SOURCE
————————

Harcèlement au travail - En général et dans l'enseignement - Évaluation des mesures de prévention - Nombre de procédures

harcèlement moral
conseiller en prévention
harcèlement sexuel
établissement d'enseignement

Chronologie

29/1/2010Envoi question (Fin du délai de réponse: 4/3/2010)
19/4/2010Réponse

Question n° 4-6650 du 29 janvier 2010 : (Question posée en néerlandais)

Je souhaiterais poser la question suivante à partir d'un cas concret qui m'a été soumis.

La lutte contre le harcèlement au travail est nécessaire, mais généralement pas évident. Si une réglementation ad hoc a été élaborée pour lutter contre le harcèlement, il importe aussi d'examiner dans quelle mesure elle donne des résultats.

Le cas qui m'a été soumis se situe dans la sphère de l'enseignement. Selon mes informations, l'affaire devrait être examinée en premier lieu par l'employeur, puis par le conseiller en prévention et ensuite, par l'inspection du Contrôle du bien-être au travail.

————————

EXERCICES À FAIRE
**1.** Mettez en anglais cette phrase de la source : « Le cas qui m'a été soumis se situe dans la sphère de l'enseignement. »
**2.** Réécrivez le passage de la source qui s'ouvre sur les mots contenant "Chronologie" et se ferme sur "m'a été soumis.", en mettant "français" à la place de "néerlandais".

EXTRAITS DE DONNÉES
————————

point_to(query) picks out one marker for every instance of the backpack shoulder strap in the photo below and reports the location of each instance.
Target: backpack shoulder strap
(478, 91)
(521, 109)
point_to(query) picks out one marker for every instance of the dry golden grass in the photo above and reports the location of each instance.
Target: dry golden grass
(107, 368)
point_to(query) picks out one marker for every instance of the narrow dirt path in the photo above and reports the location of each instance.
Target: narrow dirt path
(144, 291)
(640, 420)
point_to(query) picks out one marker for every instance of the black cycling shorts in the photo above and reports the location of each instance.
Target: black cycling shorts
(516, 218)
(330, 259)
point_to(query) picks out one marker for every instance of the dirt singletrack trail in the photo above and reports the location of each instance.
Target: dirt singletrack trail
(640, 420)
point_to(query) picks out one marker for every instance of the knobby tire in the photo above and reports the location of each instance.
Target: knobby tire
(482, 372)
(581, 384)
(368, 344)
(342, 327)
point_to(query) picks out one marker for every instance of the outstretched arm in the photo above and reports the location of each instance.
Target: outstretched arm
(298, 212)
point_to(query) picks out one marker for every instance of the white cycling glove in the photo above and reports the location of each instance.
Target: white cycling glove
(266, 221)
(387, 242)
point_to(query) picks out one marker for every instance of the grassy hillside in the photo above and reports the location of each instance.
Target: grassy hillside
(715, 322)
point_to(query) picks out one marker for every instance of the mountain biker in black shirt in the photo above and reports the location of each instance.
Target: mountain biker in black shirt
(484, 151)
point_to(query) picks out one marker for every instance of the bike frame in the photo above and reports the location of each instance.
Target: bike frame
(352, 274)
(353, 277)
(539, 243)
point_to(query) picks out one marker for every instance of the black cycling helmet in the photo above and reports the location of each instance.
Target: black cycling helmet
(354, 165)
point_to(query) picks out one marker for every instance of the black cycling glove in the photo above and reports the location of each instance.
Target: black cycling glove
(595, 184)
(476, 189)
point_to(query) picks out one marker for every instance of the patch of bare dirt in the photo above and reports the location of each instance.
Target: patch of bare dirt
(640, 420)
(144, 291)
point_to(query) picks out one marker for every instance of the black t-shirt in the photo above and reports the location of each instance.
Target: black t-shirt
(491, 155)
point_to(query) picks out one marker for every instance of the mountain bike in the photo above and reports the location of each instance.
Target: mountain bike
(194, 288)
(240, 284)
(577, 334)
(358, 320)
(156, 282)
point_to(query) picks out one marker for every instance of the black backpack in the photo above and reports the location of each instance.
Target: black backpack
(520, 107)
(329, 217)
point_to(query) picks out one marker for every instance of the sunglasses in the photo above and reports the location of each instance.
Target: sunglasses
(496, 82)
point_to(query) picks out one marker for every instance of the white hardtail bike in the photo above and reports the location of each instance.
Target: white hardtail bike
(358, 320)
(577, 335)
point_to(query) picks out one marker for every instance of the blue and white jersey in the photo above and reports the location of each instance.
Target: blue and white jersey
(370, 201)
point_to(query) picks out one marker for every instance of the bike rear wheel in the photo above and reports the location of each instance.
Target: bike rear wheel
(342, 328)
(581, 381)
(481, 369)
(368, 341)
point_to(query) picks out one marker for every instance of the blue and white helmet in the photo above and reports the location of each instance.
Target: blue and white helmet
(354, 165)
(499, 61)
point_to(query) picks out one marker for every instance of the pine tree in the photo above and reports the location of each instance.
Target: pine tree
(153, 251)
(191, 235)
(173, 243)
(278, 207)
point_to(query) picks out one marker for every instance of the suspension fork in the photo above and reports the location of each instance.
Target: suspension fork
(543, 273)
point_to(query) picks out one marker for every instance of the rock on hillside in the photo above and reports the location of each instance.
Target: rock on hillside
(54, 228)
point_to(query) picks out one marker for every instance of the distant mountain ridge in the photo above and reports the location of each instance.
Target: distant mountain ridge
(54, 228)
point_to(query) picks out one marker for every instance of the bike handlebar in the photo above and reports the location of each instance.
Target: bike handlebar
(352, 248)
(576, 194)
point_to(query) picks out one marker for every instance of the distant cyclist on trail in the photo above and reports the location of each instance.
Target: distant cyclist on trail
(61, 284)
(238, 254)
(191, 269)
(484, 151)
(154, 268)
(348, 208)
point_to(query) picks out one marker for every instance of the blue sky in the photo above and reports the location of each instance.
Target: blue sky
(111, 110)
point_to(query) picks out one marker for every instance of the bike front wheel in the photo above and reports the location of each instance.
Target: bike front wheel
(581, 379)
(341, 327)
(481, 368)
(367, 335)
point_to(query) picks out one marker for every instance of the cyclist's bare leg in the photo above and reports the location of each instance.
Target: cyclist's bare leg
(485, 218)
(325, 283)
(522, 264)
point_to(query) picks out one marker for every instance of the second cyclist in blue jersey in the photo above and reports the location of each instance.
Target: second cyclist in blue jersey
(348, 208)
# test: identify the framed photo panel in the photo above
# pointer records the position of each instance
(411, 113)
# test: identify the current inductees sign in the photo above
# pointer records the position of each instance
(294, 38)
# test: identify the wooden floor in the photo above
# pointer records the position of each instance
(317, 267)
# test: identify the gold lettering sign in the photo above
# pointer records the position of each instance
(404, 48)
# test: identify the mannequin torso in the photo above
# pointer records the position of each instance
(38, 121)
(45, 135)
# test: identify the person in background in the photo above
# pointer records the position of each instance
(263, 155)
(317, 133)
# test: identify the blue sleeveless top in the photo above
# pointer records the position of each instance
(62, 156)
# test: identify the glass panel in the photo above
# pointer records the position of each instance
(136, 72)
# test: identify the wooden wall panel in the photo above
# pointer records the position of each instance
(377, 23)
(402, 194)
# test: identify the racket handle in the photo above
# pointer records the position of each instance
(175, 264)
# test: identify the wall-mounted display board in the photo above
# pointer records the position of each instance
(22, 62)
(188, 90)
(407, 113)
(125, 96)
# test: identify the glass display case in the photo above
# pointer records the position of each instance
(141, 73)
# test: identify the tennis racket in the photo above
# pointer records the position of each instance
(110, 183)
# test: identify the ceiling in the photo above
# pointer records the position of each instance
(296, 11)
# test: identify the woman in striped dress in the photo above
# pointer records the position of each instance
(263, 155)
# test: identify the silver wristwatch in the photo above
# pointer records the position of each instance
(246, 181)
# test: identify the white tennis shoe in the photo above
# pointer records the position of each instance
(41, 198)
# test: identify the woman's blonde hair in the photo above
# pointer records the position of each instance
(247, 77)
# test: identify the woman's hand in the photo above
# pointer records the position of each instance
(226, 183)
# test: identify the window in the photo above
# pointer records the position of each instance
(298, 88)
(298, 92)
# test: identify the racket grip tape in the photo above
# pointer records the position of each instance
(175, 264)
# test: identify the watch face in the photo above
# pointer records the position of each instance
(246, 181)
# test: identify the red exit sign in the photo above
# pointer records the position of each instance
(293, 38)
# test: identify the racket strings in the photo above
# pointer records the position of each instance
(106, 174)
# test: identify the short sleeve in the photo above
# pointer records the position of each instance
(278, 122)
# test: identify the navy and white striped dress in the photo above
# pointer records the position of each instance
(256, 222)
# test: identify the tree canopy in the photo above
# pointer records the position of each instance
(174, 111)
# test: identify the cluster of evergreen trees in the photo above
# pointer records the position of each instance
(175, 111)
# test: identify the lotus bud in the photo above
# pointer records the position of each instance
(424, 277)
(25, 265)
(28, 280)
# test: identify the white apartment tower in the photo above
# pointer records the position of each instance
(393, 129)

————————

CORRIGÉ DES EXERCICES
**1.** The case that was submitted to me lies in the sphere of education.

**2.**
Chronologie

29/1/2010Envoi question (Fin du délai de réponse: 4/3/2010)
19/4/2010Réponse

Question n° 4-6650 du 29 janvier 2010 : (Question posée en français)

Je souhaiterais poser la question suivante à partir d'un cas concret qui m'a été soumis.